INSTRUCTIONS FOR THE TASK: Which lines run from the one containing "Can you find the sandal" to the end of the records? Write them out exactly, both ends included, and nothing else.

:::

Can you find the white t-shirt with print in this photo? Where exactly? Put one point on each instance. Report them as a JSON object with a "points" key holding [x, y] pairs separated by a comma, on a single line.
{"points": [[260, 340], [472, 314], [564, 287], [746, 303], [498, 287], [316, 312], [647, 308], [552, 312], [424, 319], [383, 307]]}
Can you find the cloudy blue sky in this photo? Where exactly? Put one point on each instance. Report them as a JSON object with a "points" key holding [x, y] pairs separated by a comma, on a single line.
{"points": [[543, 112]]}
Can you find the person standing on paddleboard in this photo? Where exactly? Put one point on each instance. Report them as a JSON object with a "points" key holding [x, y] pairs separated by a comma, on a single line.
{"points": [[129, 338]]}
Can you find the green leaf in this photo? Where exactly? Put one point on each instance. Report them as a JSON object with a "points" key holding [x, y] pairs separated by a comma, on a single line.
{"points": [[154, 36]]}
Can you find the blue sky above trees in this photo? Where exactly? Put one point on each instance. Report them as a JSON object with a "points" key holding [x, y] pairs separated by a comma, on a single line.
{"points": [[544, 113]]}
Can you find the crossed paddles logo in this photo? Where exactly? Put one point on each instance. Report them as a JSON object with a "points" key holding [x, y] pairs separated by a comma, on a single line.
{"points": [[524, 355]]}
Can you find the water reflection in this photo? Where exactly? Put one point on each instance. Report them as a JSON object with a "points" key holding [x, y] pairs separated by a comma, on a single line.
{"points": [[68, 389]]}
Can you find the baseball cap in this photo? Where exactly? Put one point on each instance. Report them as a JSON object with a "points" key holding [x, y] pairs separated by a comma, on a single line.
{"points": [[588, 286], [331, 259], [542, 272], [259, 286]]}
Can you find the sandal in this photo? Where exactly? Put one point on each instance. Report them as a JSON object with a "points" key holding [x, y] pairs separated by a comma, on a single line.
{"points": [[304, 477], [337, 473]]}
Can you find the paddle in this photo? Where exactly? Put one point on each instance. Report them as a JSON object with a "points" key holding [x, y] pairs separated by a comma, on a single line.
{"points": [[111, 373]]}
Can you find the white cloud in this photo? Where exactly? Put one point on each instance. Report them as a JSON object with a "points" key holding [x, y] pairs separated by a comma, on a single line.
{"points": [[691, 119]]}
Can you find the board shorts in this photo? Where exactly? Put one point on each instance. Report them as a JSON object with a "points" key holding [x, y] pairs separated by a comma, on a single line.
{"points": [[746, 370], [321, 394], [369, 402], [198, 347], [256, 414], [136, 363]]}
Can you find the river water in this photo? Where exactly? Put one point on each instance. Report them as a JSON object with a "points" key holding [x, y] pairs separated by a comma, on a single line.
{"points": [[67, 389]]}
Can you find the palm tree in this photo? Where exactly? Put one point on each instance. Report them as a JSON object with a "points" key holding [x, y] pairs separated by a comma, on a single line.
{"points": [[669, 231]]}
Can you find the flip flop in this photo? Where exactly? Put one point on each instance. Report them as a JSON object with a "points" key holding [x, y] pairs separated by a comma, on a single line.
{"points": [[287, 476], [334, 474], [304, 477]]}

:::

ANSWER AREA:
Can you find the sandal in this photo? Where exactly? Put one point on each instance. Report them as a JSON object with a "points" key holding [x, y] pairs separated by a comma, on a single line.
{"points": [[304, 477], [337, 473]]}
Can you find the paddle in this photo? Where exactly? Put one point on each instance. Report them as a JSON object with a "points" key holding [x, y] pairs separated by a comma, on a single line.
{"points": [[111, 373]]}
Can you find the white cloud in this photo? Where exactly? Put one point on each instance. Report them as a JSON object with a "points" key holding [x, y] pairs separated by a comma, on a single line.
{"points": [[691, 119]]}
Can you find the board shorts in this photo? Where exactly? Put one point on each instance. Report them as a JSON object with a "points" key holding [x, y] pairs separated by a comma, on a single line.
{"points": [[746, 370], [321, 394], [369, 402], [198, 347], [256, 414], [136, 363]]}
Can you find the river water in this photo? Where exactly? Put one point on each instance. Report them as a JSON object with a "points" key holding [x, y] pairs separated by a comma, on a single line.
{"points": [[67, 389]]}
Can you find the palm tree in this photo? Where exactly? Put one point on each instance. Report them as a JSON object with a "points" key holding [x, y] pairs separated by a comma, on a single line.
{"points": [[669, 231]]}
Can you find the flip flop in this photo? Where exactly? Put one point on each instance. Report them as a JSON object with a "points" key holding [x, y] pairs separated by a comma, on a single line.
{"points": [[287, 476], [334, 474], [304, 477]]}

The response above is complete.